• **Task**:
Rewrite the listing below from its start through the line containing "(1145, 621)", replacing "photo" with "image" throughout and keeping everything else unchanged. Leave the pictures out of your answer.

━━━ Raw records

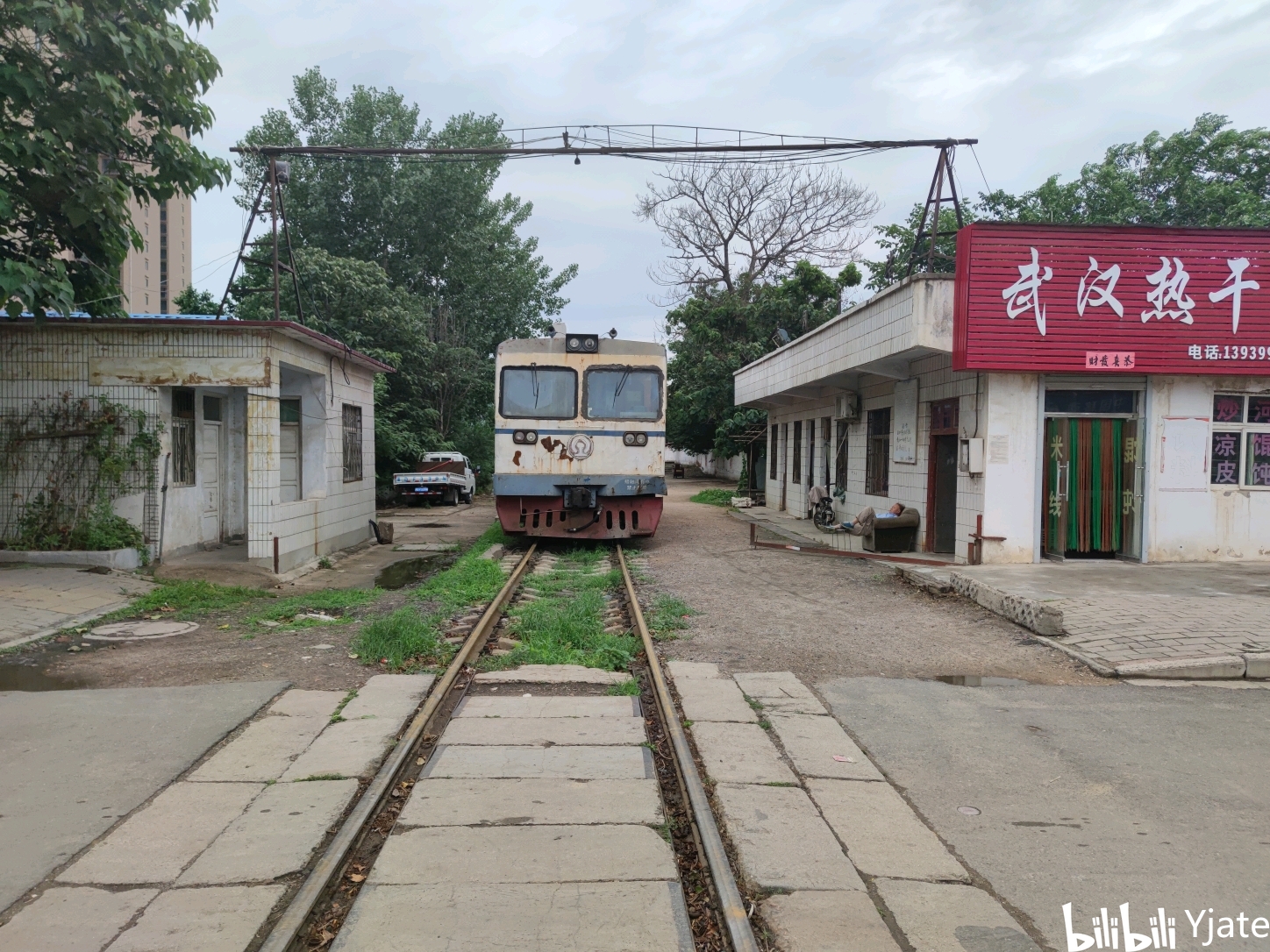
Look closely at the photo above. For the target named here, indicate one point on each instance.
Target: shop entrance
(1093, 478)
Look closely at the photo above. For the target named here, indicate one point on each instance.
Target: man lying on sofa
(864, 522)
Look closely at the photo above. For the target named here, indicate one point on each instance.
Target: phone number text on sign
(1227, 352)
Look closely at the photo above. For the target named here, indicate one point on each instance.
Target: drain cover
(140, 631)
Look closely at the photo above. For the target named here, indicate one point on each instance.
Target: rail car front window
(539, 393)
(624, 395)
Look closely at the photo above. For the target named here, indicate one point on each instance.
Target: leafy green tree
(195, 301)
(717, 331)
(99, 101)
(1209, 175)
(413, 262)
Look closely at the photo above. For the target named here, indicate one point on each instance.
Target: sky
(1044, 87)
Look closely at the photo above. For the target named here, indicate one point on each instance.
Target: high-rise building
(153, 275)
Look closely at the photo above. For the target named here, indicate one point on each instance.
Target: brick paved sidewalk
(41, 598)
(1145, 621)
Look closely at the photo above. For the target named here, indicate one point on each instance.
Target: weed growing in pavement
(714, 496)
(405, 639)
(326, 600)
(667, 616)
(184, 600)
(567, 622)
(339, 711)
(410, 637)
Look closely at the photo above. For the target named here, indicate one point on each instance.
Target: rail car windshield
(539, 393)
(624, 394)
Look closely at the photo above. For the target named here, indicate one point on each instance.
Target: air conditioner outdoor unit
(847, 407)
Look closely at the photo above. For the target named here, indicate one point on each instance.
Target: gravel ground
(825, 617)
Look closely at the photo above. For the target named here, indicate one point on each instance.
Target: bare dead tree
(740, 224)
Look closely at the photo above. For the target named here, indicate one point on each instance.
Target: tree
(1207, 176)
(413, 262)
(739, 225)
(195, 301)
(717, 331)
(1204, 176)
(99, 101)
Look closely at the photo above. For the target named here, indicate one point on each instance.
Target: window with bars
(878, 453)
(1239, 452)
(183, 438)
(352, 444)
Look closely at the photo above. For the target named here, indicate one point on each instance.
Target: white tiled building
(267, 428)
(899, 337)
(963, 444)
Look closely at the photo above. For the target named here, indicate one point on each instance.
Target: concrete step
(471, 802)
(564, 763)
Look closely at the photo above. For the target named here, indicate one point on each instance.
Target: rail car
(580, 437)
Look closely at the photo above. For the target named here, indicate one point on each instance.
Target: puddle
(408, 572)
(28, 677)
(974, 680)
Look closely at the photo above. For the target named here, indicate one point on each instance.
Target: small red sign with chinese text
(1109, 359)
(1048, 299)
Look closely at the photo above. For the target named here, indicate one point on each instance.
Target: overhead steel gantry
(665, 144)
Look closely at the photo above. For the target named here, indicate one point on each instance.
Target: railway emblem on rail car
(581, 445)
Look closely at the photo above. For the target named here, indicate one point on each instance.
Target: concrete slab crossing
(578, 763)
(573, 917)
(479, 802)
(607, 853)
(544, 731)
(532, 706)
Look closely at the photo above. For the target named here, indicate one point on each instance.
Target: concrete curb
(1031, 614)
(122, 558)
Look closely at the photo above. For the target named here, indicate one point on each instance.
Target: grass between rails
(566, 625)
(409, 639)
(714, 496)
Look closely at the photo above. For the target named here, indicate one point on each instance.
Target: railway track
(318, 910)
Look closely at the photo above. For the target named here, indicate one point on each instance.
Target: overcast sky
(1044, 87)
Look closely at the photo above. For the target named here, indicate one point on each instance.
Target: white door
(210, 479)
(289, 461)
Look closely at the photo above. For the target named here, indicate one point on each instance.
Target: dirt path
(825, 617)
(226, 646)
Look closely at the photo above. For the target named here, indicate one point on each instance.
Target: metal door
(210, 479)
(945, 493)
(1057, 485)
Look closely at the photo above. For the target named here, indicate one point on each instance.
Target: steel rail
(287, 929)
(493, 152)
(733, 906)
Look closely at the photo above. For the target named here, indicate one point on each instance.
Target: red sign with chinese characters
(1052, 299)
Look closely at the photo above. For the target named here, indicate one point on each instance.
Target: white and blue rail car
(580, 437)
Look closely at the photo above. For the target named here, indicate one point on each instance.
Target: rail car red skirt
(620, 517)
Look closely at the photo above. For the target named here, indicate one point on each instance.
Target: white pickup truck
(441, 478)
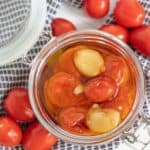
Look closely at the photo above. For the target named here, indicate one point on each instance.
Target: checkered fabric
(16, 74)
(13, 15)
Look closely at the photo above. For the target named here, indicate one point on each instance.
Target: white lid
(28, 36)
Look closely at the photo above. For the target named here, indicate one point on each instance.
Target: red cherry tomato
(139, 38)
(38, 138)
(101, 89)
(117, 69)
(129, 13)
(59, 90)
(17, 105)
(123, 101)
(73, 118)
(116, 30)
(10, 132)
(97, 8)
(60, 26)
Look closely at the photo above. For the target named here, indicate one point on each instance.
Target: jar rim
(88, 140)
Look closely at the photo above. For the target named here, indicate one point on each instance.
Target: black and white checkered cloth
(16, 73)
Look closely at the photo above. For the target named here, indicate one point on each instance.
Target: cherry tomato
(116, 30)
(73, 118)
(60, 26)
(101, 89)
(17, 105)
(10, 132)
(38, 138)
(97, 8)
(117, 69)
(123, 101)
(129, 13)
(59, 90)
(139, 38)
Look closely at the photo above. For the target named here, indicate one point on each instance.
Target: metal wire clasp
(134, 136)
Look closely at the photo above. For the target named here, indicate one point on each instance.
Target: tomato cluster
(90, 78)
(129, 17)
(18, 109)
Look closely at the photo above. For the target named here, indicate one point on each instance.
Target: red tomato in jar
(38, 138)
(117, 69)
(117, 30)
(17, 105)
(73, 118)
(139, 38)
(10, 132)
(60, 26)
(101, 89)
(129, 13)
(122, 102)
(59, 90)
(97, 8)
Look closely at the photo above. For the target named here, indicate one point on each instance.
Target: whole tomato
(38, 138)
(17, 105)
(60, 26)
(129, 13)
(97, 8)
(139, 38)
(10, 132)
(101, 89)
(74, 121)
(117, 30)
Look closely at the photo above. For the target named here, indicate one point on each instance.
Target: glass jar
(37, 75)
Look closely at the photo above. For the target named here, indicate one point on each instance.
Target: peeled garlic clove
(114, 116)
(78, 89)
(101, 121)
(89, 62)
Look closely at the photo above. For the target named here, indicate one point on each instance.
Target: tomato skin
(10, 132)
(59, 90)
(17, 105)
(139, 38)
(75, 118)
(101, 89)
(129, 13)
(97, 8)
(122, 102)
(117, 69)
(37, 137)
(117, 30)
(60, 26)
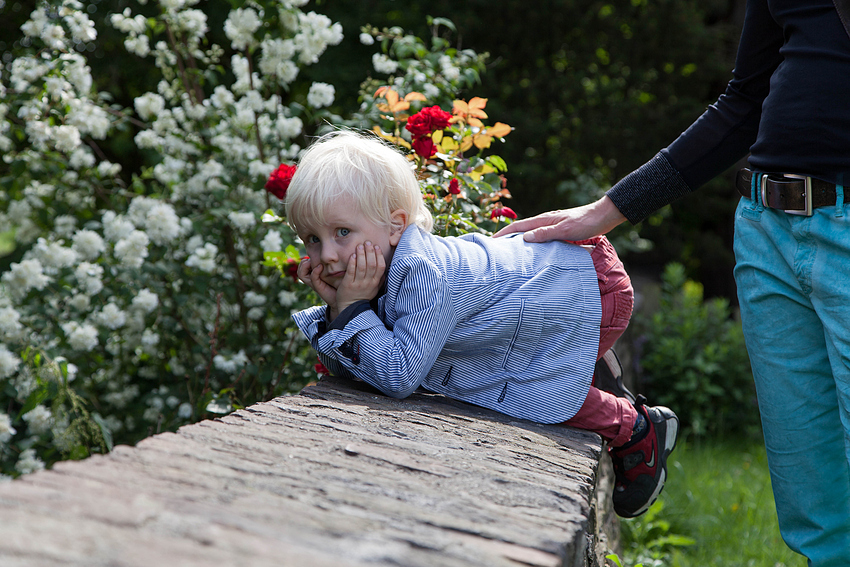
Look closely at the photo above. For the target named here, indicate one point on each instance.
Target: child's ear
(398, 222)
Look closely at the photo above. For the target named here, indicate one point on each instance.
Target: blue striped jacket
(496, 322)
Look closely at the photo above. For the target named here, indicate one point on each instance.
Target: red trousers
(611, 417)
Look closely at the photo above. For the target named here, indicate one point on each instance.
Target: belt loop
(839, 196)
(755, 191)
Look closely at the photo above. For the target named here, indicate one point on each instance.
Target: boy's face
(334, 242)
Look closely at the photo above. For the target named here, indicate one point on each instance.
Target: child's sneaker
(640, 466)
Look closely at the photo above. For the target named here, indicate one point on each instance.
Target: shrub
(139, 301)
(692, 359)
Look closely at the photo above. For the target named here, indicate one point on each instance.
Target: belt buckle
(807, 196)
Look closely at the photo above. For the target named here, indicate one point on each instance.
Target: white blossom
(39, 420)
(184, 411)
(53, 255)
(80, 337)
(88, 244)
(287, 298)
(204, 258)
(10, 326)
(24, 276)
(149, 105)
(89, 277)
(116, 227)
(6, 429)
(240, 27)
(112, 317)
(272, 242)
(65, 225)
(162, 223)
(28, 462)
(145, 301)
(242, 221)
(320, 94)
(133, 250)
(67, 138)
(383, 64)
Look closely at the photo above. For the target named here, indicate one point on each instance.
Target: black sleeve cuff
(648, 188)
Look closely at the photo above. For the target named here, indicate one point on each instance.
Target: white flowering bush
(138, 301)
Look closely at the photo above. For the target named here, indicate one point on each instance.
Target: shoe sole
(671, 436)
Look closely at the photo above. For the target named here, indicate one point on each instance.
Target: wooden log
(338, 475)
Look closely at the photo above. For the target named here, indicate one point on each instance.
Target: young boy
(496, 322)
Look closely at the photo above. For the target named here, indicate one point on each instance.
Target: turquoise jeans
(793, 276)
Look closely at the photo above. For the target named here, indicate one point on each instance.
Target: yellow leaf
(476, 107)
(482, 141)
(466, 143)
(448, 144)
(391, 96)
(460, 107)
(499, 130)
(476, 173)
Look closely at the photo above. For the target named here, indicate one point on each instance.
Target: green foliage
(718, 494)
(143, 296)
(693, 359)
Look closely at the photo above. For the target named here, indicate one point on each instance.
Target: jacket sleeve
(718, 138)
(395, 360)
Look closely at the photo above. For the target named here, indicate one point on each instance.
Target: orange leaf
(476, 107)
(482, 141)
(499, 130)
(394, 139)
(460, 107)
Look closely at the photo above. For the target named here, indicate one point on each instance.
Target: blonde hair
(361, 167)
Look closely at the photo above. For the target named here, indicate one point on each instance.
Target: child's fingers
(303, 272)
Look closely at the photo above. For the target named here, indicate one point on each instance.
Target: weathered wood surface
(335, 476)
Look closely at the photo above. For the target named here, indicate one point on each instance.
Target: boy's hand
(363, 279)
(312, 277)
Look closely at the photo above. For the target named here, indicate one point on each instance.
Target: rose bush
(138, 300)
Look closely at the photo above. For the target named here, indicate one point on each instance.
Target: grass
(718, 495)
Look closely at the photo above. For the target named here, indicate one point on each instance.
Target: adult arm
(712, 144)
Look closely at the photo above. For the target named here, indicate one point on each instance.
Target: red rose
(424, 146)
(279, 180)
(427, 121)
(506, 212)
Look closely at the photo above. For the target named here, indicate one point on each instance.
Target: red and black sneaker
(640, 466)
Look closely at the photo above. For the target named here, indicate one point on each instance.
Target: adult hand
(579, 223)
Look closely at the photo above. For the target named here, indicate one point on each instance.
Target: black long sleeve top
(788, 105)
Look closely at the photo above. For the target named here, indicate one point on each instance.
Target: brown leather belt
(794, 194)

━━━━━━

• **Expected answer**:
Look closely at the image above. For the target named here, indicate one point on each instance.
Target: shop entrance
(1093, 478)
Look closely at the image above. For the target named here, indicate one point on each instance.
Target: man lying on sofa
(864, 522)
Look closely at the image above. For the target named here, indicate one point on each instance.
Target: phone number text on sign
(1227, 352)
Look closely at the image above. For the target named here, indicate one point on each instance.
Target: drain cover
(140, 631)
Look closely at the image above. For the target named here, indicate one point on each instance.
Target: rail car front window
(539, 393)
(624, 395)
Look closely at the image above. For the target named here, indicate one point on each instance.
Target: leafy green tree
(195, 301)
(717, 331)
(99, 101)
(1209, 175)
(413, 262)
Look closely at the image above. For the target named here, indicate one point on each instance.
Target: sky
(1044, 87)
Look closely at the image above. For the target named here, indicate one point on each instance.
Target: high-rise building
(153, 275)
Look closely at the image above. For the target named here, indicate one point on each instance.
Target: brick paved sidewalk
(41, 598)
(1145, 621)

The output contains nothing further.